*** Record excerpts ***

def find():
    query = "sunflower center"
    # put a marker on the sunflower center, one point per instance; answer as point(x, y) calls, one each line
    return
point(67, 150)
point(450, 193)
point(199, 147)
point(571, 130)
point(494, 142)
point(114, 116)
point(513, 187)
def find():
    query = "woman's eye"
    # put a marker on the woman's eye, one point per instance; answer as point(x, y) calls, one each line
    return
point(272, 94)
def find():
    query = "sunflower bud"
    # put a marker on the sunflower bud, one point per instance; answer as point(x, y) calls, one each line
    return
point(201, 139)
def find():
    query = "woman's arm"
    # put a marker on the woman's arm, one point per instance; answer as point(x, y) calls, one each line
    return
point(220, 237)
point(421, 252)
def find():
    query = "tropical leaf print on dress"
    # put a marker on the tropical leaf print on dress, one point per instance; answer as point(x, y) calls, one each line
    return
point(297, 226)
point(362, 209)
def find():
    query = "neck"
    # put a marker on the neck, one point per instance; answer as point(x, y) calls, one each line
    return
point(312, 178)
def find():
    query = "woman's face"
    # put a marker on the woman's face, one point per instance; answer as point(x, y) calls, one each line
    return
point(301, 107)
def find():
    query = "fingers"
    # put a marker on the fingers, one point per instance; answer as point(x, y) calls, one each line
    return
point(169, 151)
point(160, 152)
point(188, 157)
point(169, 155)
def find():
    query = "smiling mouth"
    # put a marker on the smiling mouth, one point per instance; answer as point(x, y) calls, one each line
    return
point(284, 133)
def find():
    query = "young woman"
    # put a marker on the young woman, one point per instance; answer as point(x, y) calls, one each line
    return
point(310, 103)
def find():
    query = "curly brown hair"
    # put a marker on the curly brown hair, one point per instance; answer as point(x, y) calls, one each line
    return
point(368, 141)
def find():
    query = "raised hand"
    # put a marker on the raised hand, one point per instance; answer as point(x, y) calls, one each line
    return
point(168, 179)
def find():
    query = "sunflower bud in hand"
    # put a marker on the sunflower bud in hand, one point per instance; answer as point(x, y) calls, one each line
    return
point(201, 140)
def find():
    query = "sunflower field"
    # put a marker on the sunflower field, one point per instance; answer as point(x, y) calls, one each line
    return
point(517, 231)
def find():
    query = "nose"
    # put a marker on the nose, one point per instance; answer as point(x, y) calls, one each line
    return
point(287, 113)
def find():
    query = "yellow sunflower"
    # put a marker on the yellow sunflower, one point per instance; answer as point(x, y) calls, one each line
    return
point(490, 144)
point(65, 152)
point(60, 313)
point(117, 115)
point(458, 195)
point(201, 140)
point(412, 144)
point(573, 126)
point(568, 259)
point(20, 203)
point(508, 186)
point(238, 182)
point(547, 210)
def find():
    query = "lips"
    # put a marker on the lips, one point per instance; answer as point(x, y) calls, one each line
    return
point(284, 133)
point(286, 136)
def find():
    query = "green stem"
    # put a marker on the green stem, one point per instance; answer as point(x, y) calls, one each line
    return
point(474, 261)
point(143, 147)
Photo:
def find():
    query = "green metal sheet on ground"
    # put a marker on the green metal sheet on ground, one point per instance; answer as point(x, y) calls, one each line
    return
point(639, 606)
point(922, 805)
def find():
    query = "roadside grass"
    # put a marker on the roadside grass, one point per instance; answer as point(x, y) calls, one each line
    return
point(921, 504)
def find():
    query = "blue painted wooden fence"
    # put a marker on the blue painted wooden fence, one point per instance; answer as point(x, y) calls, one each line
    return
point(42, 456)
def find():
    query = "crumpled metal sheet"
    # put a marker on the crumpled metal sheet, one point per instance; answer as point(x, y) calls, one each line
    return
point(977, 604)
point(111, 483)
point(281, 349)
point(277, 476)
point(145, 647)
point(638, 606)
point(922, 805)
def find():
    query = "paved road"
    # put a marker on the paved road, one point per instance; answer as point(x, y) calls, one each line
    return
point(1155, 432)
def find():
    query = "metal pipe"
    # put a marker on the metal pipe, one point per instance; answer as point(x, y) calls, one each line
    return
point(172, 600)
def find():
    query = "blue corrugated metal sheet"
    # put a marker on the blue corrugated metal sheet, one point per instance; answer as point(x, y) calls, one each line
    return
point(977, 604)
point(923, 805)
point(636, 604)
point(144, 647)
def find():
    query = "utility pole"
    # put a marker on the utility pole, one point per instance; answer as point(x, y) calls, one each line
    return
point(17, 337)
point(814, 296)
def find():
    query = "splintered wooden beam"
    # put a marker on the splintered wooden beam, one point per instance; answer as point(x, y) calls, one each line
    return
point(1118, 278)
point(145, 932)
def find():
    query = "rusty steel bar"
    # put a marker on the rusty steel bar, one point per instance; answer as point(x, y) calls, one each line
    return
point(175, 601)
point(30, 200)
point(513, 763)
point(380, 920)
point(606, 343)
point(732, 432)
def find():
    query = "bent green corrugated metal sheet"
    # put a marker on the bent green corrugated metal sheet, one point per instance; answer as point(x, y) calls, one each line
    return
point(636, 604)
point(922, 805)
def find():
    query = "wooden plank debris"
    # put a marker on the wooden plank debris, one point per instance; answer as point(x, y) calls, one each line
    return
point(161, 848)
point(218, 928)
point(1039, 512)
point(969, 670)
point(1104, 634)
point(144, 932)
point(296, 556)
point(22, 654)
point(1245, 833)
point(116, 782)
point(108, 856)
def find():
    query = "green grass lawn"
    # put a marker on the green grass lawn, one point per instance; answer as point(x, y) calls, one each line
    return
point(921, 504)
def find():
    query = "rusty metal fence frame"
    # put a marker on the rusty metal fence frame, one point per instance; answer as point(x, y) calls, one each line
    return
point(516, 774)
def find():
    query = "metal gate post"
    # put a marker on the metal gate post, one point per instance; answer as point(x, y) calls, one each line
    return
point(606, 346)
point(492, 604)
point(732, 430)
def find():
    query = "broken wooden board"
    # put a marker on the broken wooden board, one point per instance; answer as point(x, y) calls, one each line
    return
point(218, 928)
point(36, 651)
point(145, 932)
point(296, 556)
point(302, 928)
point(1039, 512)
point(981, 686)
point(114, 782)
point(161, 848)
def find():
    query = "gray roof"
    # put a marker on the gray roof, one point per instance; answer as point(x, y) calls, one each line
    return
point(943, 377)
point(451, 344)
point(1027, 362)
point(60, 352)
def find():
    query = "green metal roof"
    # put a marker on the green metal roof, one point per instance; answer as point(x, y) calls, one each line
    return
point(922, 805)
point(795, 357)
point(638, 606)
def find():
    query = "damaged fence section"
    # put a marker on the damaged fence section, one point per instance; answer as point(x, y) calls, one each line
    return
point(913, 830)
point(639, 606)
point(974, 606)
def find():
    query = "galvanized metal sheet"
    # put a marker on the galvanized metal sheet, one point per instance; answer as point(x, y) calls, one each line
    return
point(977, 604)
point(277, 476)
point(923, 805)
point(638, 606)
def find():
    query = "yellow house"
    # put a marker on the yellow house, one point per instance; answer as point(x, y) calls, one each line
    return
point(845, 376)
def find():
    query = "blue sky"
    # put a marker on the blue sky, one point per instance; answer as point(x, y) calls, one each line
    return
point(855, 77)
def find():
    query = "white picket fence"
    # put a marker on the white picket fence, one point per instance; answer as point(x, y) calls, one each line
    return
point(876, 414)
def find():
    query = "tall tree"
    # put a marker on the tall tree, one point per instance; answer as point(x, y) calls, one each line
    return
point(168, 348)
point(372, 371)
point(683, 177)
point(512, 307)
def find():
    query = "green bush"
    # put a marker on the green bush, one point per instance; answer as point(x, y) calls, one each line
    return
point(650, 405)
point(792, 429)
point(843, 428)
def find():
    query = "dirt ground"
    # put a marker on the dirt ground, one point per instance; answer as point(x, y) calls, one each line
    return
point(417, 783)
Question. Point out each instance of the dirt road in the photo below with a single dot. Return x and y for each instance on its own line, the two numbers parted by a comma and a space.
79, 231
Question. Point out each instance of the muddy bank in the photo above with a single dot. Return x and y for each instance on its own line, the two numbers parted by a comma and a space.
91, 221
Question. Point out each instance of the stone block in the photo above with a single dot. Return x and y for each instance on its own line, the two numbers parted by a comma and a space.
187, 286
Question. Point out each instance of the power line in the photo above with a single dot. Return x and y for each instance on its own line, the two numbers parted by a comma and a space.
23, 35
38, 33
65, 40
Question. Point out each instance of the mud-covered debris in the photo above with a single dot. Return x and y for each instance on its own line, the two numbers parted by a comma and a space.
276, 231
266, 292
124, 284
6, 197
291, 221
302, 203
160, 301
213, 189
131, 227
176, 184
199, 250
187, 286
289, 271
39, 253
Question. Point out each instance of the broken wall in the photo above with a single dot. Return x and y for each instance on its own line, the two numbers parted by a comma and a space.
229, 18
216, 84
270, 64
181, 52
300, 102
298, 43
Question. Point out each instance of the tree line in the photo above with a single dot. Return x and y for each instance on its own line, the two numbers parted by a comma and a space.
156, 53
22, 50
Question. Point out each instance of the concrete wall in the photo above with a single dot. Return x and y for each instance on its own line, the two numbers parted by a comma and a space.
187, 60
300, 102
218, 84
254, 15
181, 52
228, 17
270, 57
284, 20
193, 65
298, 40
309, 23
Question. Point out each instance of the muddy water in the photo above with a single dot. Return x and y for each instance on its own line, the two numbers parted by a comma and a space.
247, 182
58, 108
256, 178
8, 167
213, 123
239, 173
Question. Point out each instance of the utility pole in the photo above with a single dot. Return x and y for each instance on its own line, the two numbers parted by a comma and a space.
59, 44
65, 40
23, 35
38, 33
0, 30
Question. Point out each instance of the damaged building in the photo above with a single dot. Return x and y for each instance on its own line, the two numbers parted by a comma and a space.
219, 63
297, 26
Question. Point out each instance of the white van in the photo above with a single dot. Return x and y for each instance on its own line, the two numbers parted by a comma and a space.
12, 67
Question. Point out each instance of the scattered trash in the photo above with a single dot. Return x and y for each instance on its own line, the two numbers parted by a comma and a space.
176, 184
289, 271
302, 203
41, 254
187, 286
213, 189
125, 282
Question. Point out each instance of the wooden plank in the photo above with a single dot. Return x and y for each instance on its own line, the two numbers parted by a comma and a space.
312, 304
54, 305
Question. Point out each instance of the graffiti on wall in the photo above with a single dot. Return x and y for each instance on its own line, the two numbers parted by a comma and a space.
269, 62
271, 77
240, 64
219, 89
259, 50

*** End of Record excerpts ***

Instructions to follow
Copy every line from the entries that contains the word "grass".

Written reply
    query = "roadside grass"
    # put a marker on the roadside grass, one point per instance; answer as point(x, y) calls, one each line
    query = "green grass lawn"
    # put a marker on the green grass lawn, one point per instance; answer as point(x, y) calls, one each line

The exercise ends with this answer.